▶ **TASK OBJECTIVE**: Using the piece on responsive, respectful relationships below, decide whether each statement agrees with it: (a) structural quality is often easier to measure than process quality; (b) Quality Area 6 covers only process quality; (c) research found that structural indicators had a direct impact on child outcomes. For each, give yes or no and quote the words that decide it.

+++ SELECTION

Responsive, respectful relationships

14NOV13JH-137National Children’s Week begins this Saturday (October 18-26) and celebrations are happening across the country. To mark this event, National Education Leader Rhonda Livingstone, explores the topic of responsive and respectful relationships with children.

With Children’s Week comes the opportunity to celebrate and acknowledge children’s rights. Provision of quality education and care promotes children’s rights in the critical years of their development and leads to positive outcomes. These principles are woven throughout the National Quality Framework.

During the development of the National Quality Standard, much research was undertaken to identify the key drivers for quality in education and care. The Organisation for Economic Co-operation and Development (OECD) Report Starting Strong II: Early Childhood Education And Care[1] identified that attention needs to be given to both ‘structural’ and ‘process’ quality to ensure quality outcomes for children attending services.

Generally, structural quality refers to the foundation for optimal conditions including physical environment, health and safety, educator-to-child ratios and qualifications. These are most often found in Quality Areas 2: Health and Safety, 3: Physical Environment and 4: Staffing Arrangements in the National Quality Standard, and are often easier to measure than the process elements.

Process quality relates to the experiences children have and include social interactions and involvement in the program or quantifiable inputs to quality. These are most often found in Quality Areas 1: Educational Program and Practice and 5 Relationships with Children.

Quality Areas 6: Collaborative Partnerships with Families and Communities and 7: Leadership and Service Management include aspects of both process and structural quality.

Research shows that process quality had a “direct impact on child outcomes, whereas structural indicators of quality had an indirect impact through process quality”[2]. 

What this means, for example, is that while higher educator qualifications are found to be strongly associated with better child outcomes, it is not the qualification as such that has an impact on child outcomes[3]. It is the ability of the educators to use the skills gained through qualifications to create high quality environments, stimulate interactions with and between children, scaffold children’s learning and build trusting, respectful relationships with children and families.

What is it about respectful and responsive relationships with children that are so important for meeting child outcomes including their learning, development and well-being?

++++++
+++ ROWS

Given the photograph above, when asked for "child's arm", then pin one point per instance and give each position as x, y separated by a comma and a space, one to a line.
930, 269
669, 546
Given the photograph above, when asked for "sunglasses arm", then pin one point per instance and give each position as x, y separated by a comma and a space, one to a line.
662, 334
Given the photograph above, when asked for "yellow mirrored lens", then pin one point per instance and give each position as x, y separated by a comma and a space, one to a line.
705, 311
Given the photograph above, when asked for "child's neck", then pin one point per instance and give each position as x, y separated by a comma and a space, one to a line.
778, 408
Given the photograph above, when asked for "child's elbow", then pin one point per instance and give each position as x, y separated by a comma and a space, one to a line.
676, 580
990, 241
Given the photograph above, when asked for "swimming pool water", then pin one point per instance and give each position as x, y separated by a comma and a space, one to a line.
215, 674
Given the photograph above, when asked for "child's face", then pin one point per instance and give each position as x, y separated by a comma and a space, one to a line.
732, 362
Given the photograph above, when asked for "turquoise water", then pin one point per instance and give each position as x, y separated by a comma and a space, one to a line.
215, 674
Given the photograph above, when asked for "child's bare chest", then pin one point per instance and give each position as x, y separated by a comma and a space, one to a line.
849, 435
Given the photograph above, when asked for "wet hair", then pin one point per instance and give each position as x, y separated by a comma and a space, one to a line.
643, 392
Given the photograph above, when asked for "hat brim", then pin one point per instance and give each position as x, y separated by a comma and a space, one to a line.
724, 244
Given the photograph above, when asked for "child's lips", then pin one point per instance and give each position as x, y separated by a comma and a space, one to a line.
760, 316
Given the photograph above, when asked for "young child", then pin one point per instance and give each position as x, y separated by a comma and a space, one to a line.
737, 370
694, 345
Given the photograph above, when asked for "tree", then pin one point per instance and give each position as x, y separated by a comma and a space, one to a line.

++++++
+++ ROWS

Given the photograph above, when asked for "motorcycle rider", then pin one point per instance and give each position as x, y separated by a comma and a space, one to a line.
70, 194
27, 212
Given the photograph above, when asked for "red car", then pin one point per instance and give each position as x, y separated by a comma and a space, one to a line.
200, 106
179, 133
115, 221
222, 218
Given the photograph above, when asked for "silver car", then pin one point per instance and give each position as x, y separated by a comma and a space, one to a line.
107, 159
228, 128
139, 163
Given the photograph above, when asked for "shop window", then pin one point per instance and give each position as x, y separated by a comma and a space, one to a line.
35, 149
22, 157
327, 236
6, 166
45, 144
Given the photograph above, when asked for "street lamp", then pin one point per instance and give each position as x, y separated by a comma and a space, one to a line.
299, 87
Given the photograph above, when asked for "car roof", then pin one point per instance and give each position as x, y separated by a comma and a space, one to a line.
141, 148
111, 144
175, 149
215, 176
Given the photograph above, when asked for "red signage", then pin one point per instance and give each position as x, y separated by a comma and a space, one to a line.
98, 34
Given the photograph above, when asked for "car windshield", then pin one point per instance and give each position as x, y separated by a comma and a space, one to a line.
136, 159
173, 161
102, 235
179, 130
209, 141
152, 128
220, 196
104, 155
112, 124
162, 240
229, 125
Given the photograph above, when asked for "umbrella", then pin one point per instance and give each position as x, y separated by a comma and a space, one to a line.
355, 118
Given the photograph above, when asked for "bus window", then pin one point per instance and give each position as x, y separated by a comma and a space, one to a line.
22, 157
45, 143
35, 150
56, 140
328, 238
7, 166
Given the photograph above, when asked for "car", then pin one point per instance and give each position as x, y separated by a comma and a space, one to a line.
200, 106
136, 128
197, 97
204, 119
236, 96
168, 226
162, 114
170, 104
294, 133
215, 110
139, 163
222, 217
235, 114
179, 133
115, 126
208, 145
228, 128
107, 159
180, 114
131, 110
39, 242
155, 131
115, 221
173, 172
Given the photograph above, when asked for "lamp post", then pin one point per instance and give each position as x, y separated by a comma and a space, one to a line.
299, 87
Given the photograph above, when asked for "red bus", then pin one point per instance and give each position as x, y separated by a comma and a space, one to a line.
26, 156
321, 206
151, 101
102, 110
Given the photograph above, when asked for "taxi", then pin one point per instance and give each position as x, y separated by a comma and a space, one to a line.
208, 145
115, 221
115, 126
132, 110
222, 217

++++++

▶ **ANSWER TO THIS PROBLEM**:
(a) Yes: "are often easier to measure than the process elements."
(b) No: "include aspects of both process and structural quality."
(c) No: "structural indicators of quality had an indirect impact through process quality"